- [Provided entries]
----------
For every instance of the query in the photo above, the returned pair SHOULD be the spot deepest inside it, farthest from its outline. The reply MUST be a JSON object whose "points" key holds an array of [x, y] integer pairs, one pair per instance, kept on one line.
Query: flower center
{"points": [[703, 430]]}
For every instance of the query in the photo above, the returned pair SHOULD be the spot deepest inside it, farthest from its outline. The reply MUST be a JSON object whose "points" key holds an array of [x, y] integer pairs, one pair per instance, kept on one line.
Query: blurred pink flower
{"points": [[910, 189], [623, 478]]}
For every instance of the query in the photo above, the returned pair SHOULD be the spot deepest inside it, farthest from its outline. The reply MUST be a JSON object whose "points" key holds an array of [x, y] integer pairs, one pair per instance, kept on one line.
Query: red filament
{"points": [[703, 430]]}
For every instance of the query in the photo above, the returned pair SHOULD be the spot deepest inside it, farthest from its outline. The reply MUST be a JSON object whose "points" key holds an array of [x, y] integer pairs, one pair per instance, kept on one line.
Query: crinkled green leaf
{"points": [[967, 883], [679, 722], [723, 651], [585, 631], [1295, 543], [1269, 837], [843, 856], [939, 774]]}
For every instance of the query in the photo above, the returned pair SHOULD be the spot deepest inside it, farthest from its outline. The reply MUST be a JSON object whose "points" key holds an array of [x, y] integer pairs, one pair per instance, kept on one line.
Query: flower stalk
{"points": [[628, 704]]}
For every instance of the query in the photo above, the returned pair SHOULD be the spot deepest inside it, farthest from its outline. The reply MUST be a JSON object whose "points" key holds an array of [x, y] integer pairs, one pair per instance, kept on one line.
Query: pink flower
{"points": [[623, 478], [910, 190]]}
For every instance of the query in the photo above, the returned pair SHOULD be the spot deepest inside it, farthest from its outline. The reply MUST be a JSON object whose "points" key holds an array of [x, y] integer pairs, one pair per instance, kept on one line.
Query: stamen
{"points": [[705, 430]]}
----------
- [Task instructions] From the first line to the last, return the data exactly as written.

- [Result of this exercise]
For every instance of the query in the photo above, the returned pair SHOULD be the spot deepest inside it, farthest from its outline. The reply MUST be a JSON object whose "points" key holds an array of [x, y] integer pairs, one pair per instance, kept on one line.
Query: flower center
{"points": [[703, 430]]}
For every instance of the query in the photo above, the returned pair SHOULD be the spot deepest inside it, farthest from its outline. The reply MUST be a JSON object whose "points" key holds an array of [x, y] integer pairs, one pair per instance, kept on one line.
Query: blurred pink flower
{"points": [[910, 189], [623, 478]]}
For every instance of the query in the photo above, the returned pair SHOULD be the spot deepest inside it, farthest from its outline. The reply MUST be a JSON object whose "points" key holds an array of [x, y] integer pairs, one pair per instance, kept on one line.
Query: red filament
{"points": [[703, 430]]}
For every instance of the query in the photo above, the returned pair SHOULD be the spot deepest inside it, farthest from its outline. The reply MUST be a JSON object whose "points" key holds an array of [x, y] integer pairs, one pair per instance, kept on one line.
Query: crinkled green leaf
{"points": [[967, 883], [679, 722], [723, 651], [585, 631], [1295, 543], [1269, 837], [843, 856], [939, 774]]}
For every instance of the query in the photo above, the returned pair SHOULD be the spot deepest inside it, farthest from its outline. The reply MUST be a JSON object whose "points" key holds an array of [x, y] integer pairs, one pair per instance, kept on one line.
Query: flower stalk
{"points": [[628, 704]]}
For every instance of the query in the photo above, the returned pair SHOULD be the spot deepest inside it, farthest from its outline. The reply MUST be a JSON object whose "points" key holds an array of [x, y] integer pairs, one pair per instance, kept on one line.
Query: pink flower
{"points": [[623, 478], [910, 190]]}
For every instance of the query in the photo above, the returned pair SHOULD be the spot deepest inside it, farthest from its outline. The reply MUST be a JSON object whose "points" key holds an array of [x, y] integer pairs, one pair per instance, kept on one line.
Query: stamen
{"points": [[705, 430]]}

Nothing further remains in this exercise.